**EXTRACT TO READ:**
Robert Philpot-Brookes

Personal information
- Full name: Robert Francis Hugh Philpot-Brookes
- Born: 11 August 1912 Fulham, London, England
- Died: 28 May 1940 (aged 27) Mont-Saint-Éloi, Nord, France
- Batting: Right-handed

Domestic team information
- 1938/39: Europeans (India)

Career statistics
| Competition | First-class |
| Matches | 2 |
| Runs scored | 185 |
| Batting average | 46.25 |
| 100s/50s | 1/0 |
| Top score | 17 |
| Catches/stumpings | 2/– |
- Source: Cricinfo, 26 April 2020

= Robert Philpot-Brookes =

English cricketer and soldier

Captain Robert Francis Hugh Philpot-Brookes (11 August 1912 – 28 May 1940) was a first-class cricketer and British Army officer. Born in Fulham in 1912, he was educated at King's College School in Wimbledon, joining the cricket team there.

**PROBLEM A:**
Reproduce the whole article on Robert Philpot-Brookes word for word.

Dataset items
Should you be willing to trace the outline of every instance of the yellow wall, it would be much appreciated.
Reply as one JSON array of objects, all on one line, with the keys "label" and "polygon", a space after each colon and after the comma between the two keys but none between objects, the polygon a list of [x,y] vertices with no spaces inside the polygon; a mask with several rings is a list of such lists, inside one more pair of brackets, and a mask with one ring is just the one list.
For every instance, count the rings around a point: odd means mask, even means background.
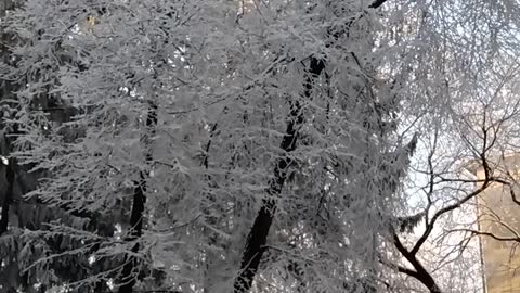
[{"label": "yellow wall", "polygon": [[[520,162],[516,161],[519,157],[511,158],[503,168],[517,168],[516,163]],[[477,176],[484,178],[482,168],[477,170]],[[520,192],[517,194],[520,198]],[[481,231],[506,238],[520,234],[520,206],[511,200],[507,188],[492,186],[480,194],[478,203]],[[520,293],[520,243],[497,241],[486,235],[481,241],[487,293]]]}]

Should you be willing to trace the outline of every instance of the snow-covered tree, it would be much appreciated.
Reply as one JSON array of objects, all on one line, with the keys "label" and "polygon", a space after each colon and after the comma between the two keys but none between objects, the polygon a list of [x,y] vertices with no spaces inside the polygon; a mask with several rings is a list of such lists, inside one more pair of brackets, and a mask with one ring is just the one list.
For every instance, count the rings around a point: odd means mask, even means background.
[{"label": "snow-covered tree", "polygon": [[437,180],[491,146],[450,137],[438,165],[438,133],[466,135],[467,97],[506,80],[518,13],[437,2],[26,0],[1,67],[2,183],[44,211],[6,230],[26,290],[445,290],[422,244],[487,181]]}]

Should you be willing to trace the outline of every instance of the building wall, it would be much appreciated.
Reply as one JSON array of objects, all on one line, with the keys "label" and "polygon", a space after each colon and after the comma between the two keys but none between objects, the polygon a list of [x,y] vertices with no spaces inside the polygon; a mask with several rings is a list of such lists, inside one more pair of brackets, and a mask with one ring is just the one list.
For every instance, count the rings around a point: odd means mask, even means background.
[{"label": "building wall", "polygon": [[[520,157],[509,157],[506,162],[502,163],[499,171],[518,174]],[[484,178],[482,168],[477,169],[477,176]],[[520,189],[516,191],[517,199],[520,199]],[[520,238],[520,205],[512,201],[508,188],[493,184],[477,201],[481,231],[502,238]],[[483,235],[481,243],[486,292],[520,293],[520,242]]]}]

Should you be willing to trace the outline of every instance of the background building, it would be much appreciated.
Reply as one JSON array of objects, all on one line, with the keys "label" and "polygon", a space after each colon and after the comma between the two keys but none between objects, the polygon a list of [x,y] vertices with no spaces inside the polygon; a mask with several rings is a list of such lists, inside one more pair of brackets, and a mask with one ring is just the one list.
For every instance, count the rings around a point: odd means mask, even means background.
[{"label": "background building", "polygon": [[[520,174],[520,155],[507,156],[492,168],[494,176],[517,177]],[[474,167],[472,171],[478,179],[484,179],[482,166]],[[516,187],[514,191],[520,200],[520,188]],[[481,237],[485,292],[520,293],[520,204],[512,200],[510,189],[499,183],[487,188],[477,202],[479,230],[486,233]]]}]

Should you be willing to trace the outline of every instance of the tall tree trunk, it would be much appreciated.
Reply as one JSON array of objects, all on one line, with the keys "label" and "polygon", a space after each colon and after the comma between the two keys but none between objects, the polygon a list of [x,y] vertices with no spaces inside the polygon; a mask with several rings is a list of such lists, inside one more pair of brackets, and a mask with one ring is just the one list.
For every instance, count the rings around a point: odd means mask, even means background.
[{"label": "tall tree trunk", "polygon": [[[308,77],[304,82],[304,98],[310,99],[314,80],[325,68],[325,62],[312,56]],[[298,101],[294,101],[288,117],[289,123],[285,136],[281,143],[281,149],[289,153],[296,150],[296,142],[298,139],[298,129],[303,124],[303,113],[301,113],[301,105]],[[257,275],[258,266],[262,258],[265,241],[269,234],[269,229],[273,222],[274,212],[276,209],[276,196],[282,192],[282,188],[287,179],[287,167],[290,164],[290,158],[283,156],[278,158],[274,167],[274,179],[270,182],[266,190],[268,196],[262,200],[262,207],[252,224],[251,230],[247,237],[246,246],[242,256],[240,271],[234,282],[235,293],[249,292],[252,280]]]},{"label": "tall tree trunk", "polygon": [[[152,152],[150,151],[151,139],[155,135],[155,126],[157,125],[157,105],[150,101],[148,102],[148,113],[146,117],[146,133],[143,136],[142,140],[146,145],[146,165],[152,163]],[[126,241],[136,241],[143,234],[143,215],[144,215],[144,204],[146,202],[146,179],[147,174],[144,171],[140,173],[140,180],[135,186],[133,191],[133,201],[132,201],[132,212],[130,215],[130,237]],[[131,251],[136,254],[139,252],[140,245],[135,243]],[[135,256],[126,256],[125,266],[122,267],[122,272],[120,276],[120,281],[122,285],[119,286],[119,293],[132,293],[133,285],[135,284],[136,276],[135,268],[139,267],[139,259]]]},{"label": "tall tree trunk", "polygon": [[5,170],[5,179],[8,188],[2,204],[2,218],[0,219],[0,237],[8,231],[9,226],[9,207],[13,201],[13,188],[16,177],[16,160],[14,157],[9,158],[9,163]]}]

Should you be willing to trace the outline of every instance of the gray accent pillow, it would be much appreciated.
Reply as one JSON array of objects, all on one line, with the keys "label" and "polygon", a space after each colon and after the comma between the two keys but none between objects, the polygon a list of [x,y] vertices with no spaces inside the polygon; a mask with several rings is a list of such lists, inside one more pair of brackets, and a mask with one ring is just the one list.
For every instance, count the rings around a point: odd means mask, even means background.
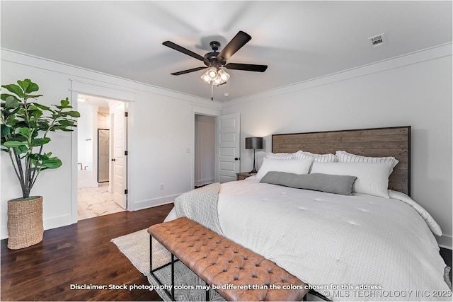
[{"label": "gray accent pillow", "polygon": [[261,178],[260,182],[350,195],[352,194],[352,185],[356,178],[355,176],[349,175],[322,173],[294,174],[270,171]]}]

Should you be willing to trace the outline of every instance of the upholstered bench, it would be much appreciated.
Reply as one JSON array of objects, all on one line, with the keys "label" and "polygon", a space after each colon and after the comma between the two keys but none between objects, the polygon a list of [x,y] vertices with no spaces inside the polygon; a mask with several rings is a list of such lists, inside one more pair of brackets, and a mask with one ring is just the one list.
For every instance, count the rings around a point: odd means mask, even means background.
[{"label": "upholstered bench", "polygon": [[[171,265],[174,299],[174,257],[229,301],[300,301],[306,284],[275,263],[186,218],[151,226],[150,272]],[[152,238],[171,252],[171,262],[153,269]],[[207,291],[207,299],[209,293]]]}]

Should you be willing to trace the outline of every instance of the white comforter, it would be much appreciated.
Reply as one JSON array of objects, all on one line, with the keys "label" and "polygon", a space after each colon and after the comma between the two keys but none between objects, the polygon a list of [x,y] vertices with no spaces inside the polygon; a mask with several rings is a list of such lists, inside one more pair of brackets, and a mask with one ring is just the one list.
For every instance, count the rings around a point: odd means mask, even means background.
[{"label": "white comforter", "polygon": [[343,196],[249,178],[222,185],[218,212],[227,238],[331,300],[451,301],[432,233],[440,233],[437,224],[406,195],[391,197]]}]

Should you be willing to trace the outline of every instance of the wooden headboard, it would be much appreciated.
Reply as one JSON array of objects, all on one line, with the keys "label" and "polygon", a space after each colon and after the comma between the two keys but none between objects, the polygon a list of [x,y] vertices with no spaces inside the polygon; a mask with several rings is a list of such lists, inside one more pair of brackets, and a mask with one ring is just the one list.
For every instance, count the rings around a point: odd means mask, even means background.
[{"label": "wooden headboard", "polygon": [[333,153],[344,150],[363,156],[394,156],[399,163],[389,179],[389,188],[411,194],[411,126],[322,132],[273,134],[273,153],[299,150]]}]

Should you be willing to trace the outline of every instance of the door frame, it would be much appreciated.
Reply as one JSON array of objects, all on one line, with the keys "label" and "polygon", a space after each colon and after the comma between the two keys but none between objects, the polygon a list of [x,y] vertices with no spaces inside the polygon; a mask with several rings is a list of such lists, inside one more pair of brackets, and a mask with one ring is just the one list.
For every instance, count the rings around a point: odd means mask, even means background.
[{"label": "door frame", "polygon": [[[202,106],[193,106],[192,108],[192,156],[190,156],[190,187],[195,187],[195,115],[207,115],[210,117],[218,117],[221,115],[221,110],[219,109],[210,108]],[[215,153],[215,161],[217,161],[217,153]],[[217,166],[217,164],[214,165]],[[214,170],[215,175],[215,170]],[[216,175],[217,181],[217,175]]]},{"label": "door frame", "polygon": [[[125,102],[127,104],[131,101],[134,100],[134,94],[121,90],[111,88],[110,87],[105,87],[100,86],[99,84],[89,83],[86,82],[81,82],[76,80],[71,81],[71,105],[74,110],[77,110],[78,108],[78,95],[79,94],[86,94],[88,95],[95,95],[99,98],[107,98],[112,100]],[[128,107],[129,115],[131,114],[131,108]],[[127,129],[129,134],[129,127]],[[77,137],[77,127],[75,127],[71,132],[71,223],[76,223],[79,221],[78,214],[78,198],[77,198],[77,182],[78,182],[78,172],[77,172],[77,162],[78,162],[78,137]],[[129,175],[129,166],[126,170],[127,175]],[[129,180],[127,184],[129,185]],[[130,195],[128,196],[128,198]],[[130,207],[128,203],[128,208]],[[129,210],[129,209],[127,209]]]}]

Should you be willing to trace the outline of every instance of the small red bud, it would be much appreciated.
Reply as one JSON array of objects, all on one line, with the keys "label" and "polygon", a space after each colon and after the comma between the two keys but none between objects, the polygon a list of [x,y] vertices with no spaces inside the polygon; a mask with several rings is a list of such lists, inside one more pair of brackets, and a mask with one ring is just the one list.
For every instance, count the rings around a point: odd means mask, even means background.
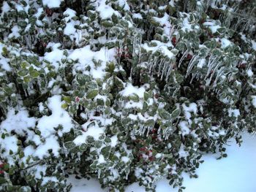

**PROBLEM B:**
Find every line in the records above that contains the word "tall" and copy each one out in full. Case counts.

**SOLUTION A:**
Robert Philpot-Brookes

Personal information
- Full name: Robert Francis Hugh Philpot-Brookes
- Born: 11 August 1912 Fulham, London, England
- Died: 28 May 1940 (aged 27) Mont-Saint-Éloi, Nord, France
- Batting: Right-handed

Domestic team information
- 1938/39: Europeans (India)

Career statistics
| Competition | First-class |
| Matches | 2 |
| Runs scored | 185 |
| Batting average | 46.25 |
| 100s/50s | 1/0 |
| Top score | 17 |
| Catches/stumpings | 2/– |
- Source: Cricinfo, 26 April 2020

= Robert Philpot-Brookes =

English cricketer and soldier

Captain Robert Francis Hugh Philpot-Brookes (11 August 1912 – 28 May 1940) was a first-class cricketer and British Army officer. Born in Fulham in 1912, he was educated at King's College School in Wimbledon, joining the cricket team there.

**SOLUTION B:**
Should you be willing to trace the outline of every instance of the tall tree trunk, it would be much appreciated.
[{"label": "tall tree trunk", "polygon": [[[308,77],[304,82],[304,98],[310,99],[314,80],[325,68],[325,62],[312,56]],[[298,101],[294,101],[288,117],[289,123],[285,136],[281,143],[281,149],[289,153],[296,150],[296,142],[298,139],[298,129],[303,124],[303,113],[301,113],[301,105]],[[257,275],[258,266],[262,258],[265,241],[269,234],[269,229],[273,222],[274,212],[276,209],[276,196],[282,192],[282,188],[287,179],[287,167],[290,164],[290,158],[283,156],[278,158],[274,167],[274,179],[270,182],[266,190],[268,196],[262,200],[262,207],[252,224],[251,230],[247,237],[246,246],[242,256],[240,271],[234,282],[235,293],[249,292],[252,280]]]},{"label": "tall tree trunk", "polygon": [[[152,152],[150,151],[151,139],[155,135],[155,126],[157,125],[157,105],[150,101],[148,102],[148,113],[146,117],[146,133],[143,136],[142,140],[146,145],[146,165],[152,163]],[[126,241],[136,241],[143,234],[143,215],[144,215],[144,204],[146,202],[146,179],[147,174],[144,171],[140,173],[140,180],[135,186],[133,191],[133,201],[132,201],[132,212],[130,215],[130,237]],[[131,251],[136,254],[139,252],[140,245],[135,243]],[[135,256],[126,256],[125,266],[122,267],[122,272],[120,276],[120,281],[122,285],[119,286],[119,293],[132,293],[133,285],[135,284],[136,276],[135,268],[139,267],[139,259]]]},{"label": "tall tree trunk", "polygon": [[5,170],[5,179],[8,188],[2,204],[2,218],[0,219],[0,237],[8,231],[9,226],[9,207],[13,201],[13,188],[16,177],[16,160],[14,157],[9,158],[9,163]]}]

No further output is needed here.